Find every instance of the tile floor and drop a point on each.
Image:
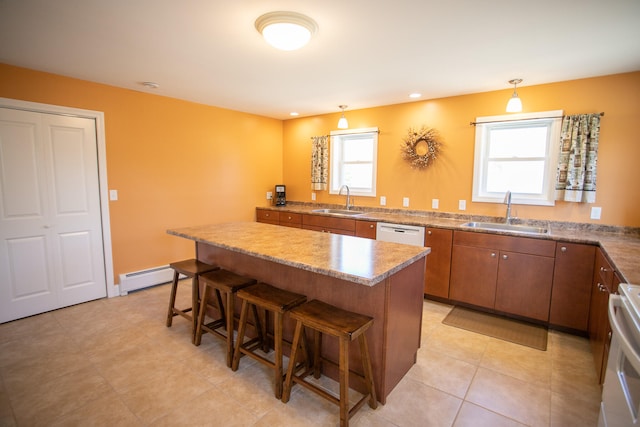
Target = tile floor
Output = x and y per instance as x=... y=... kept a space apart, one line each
x=113 y=362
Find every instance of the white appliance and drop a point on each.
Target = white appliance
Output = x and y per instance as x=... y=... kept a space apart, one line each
x=399 y=233
x=620 y=404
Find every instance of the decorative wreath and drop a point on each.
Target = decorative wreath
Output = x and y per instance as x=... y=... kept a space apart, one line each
x=420 y=147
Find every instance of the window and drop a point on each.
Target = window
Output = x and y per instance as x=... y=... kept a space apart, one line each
x=354 y=154
x=516 y=153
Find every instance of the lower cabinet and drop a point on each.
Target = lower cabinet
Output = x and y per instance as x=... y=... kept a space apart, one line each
x=605 y=282
x=572 y=277
x=436 y=279
x=508 y=274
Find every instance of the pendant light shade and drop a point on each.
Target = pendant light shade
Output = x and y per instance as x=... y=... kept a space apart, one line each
x=286 y=30
x=515 y=104
x=342 y=123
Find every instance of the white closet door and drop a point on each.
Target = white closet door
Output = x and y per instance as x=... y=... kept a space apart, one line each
x=51 y=249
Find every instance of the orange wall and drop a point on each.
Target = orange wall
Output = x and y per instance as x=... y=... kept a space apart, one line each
x=174 y=163
x=450 y=177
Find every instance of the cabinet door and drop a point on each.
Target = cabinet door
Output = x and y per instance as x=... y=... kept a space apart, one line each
x=268 y=216
x=571 y=292
x=436 y=279
x=524 y=285
x=366 y=229
x=474 y=273
x=599 y=327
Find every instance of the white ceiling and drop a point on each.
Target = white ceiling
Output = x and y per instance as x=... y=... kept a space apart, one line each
x=366 y=53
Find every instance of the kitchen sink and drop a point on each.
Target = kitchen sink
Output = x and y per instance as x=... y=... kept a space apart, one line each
x=338 y=212
x=506 y=227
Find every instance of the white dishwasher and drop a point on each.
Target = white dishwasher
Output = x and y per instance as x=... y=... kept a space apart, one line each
x=400 y=233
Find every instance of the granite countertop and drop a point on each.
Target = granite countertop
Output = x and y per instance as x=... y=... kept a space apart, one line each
x=620 y=244
x=354 y=259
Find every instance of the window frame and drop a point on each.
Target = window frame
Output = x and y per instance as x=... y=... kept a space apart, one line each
x=338 y=138
x=552 y=119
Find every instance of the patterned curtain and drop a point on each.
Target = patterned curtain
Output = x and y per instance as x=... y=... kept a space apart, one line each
x=320 y=162
x=576 y=174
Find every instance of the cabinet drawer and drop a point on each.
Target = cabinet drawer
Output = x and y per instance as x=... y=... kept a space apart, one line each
x=291 y=219
x=366 y=229
x=328 y=222
x=524 y=245
x=269 y=216
x=329 y=230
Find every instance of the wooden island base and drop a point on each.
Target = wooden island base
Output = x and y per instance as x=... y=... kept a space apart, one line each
x=395 y=303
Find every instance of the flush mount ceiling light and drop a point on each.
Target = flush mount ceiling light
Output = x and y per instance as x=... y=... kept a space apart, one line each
x=342 y=123
x=515 y=104
x=286 y=30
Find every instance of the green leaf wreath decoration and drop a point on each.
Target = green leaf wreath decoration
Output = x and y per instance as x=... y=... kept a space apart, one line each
x=421 y=147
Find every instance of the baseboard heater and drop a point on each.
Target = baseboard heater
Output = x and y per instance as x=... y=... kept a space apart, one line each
x=145 y=278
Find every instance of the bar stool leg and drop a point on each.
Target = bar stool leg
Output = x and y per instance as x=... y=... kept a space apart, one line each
x=172 y=298
x=197 y=339
x=278 y=348
x=344 y=382
x=368 y=371
x=286 y=393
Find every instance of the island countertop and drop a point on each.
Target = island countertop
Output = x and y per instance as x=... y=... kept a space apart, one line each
x=355 y=259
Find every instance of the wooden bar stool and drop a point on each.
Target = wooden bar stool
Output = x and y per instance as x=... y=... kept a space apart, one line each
x=191 y=268
x=326 y=319
x=229 y=283
x=271 y=300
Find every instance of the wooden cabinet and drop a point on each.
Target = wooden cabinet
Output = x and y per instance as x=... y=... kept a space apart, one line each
x=289 y=219
x=605 y=281
x=509 y=274
x=268 y=216
x=436 y=279
x=366 y=229
x=572 y=278
x=329 y=224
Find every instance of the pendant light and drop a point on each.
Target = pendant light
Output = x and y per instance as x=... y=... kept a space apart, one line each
x=342 y=123
x=286 y=30
x=515 y=104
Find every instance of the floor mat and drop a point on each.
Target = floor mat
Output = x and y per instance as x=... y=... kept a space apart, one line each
x=515 y=331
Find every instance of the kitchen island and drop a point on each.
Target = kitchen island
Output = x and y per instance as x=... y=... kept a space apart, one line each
x=379 y=279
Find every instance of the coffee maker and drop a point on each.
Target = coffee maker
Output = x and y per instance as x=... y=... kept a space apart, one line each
x=281 y=197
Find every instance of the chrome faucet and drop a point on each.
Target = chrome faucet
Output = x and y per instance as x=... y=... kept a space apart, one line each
x=507 y=201
x=348 y=202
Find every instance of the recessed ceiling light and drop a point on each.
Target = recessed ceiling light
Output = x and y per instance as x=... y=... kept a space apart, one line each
x=286 y=30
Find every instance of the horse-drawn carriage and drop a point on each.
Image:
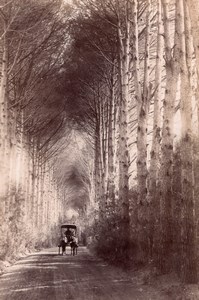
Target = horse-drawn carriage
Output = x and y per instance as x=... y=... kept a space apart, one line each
x=68 y=238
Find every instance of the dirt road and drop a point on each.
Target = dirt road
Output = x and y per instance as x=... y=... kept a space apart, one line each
x=48 y=276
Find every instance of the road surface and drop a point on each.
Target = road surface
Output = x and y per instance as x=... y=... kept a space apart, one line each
x=47 y=276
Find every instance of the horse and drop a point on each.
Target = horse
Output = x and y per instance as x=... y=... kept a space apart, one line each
x=74 y=247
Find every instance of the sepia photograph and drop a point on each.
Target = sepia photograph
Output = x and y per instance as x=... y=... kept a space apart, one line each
x=99 y=149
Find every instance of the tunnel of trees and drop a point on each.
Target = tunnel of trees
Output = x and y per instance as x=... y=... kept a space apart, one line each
x=99 y=115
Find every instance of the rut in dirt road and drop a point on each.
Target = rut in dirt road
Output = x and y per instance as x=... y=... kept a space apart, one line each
x=47 y=275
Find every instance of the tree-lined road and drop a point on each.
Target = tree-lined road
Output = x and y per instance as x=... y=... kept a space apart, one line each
x=46 y=275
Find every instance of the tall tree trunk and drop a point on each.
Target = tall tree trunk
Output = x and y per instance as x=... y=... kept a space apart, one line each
x=166 y=170
x=189 y=246
x=123 y=149
x=155 y=148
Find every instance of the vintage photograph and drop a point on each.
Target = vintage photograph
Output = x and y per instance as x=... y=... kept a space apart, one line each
x=99 y=149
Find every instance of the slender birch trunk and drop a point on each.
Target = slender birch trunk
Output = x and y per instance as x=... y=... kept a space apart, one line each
x=155 y=148
x=166 y=170
x=142 y=98
x=123 y=149
x=188 y=234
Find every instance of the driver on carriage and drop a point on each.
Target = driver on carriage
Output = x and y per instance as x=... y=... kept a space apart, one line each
x=68 y=233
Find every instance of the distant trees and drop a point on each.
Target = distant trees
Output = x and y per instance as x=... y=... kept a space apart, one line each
x=130 y=69
x=149 y=77
x=32 y=117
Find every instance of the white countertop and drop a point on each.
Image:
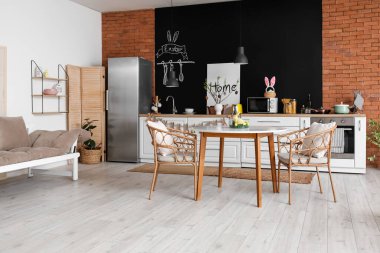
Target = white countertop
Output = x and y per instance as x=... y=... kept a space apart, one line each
x=249 y=130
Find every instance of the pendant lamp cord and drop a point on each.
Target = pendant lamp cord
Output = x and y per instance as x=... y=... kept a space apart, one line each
x=171 y=17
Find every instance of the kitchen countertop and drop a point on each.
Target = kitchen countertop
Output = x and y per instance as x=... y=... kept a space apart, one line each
x=253 y=115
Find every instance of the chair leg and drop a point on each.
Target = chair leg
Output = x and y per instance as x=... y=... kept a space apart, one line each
x=290 y=183
x=332 y=184
x=319 y=180
x=195 y=180
x=278 y=176
x=154 y=179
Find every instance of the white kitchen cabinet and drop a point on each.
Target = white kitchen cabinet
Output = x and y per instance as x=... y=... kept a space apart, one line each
x=304 y=122
x=195 y=122
x=240 y=152
x=360 y=142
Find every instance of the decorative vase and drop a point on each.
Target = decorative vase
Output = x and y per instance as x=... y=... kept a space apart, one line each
x=218 y=109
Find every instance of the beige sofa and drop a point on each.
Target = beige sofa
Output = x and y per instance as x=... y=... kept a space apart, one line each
x=18 y=150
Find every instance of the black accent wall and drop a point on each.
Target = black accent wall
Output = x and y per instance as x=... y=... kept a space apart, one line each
x=281 y=38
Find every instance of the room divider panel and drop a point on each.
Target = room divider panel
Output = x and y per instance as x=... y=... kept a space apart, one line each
x=87 y=100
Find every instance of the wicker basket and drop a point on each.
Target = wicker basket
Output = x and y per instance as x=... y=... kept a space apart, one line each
x=88 y=156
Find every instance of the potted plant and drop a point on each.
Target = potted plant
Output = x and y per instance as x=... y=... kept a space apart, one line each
x=374 y=135
x=90 y=152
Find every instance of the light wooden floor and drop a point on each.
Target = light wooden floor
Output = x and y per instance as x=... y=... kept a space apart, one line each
x=107 y=210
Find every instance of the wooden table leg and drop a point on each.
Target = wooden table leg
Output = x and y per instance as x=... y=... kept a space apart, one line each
x=202 y=152
x=258 y=169
x=272 y=161
x=221 y=153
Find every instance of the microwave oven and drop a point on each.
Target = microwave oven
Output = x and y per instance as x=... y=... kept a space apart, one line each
x=262 y=105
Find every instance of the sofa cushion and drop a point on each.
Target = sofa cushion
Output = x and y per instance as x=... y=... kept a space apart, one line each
x=60 y=139
x=40 y=152
x=25 y=154
x=13 y=133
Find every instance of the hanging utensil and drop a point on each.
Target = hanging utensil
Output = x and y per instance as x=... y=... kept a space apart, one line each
x=181 y=76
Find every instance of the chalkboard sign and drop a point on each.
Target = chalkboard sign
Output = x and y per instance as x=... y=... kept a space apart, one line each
x=281 y=38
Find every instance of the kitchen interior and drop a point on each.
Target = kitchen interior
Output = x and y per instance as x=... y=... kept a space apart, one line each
x=226 y=69
x=226 y=57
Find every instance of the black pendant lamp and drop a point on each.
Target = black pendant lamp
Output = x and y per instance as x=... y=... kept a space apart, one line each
x=172 y=82
x=240 y=56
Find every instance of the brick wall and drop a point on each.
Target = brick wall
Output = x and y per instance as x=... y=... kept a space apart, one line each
x=129 y=33
x=351 y=55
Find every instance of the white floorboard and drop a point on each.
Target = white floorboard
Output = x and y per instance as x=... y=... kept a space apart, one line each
x=107 y=210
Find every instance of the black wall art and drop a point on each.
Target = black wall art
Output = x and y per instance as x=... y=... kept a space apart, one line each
x=281 y=38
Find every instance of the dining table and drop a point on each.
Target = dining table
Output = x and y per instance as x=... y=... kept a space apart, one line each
x=256 y=133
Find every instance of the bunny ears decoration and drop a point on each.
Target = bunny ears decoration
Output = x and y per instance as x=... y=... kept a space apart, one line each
x=269 y=90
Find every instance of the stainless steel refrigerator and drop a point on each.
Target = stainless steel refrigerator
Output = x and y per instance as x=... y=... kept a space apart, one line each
x=129 y=93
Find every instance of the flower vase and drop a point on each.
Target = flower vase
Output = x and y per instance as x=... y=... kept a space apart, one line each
x=218 y=109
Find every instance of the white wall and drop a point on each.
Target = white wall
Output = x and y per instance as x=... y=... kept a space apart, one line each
x=51 y=33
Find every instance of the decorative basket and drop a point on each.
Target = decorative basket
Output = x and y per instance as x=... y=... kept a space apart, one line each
x=90 y=156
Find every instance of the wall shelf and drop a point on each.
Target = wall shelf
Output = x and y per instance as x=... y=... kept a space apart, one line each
x=45 y=104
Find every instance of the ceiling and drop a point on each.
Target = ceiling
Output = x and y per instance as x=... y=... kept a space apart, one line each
x=127 y=5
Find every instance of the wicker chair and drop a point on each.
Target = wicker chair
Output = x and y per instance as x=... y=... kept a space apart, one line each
x=292 y=153
x=173 y=147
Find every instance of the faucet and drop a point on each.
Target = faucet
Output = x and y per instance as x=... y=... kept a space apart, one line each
x=174 y=108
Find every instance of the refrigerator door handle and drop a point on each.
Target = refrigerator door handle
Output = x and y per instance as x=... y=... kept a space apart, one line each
x=106 y=100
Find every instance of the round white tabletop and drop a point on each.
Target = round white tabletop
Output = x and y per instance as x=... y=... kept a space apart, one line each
x=249 y=130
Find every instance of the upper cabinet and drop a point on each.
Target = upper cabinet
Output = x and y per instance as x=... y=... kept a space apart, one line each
x=49 y=94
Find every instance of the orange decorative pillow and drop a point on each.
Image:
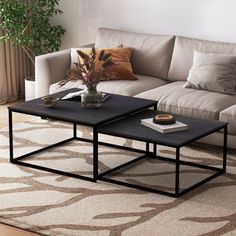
——————————
* **EXERCISE GOAL**
Lay out the part that opens with the line containing "Find every instance of the pendant lamp" and closes with the line containing "x=154 y=179" as a Markdown table. Use the columns No. and Line, number each line in order, and leave out blank lines.

* **EXERCISE SOLUTION**
| No. | Line |
|---|---|
| 1 | Find every instance of the pendant lamp cord and drop a point on each. |
| 2 | Target = pendant lamp cord |
| 3 | Output = x and y per instance as x=... y=... kept a space apart, one line each |
| 4 | x=171 y=17 |
| 5 | Find every instance of the kitchen countertop and drop a point on each. |
| 6 | Target = kitchen countertop |
| 7 | Output = x and y per instance as x=... y=... kept a space apart, one line each |
| 8 | x=253 y=115 |
| 9 | Find every instance of the chair leg and drop a point on each. |
| 10 | Target = chair leg |
| 11 | Output = x and y per instance as x=... y=... kept a space apart, one line each |
| 12 | x=290 y=183 |
| 13 | x=332 y=184 |
| 14 | x=319 y=180 |
| 15 | x=195 y=180 |
| 16 | x=278 y=176 |
| 17 | x=154 y=179 |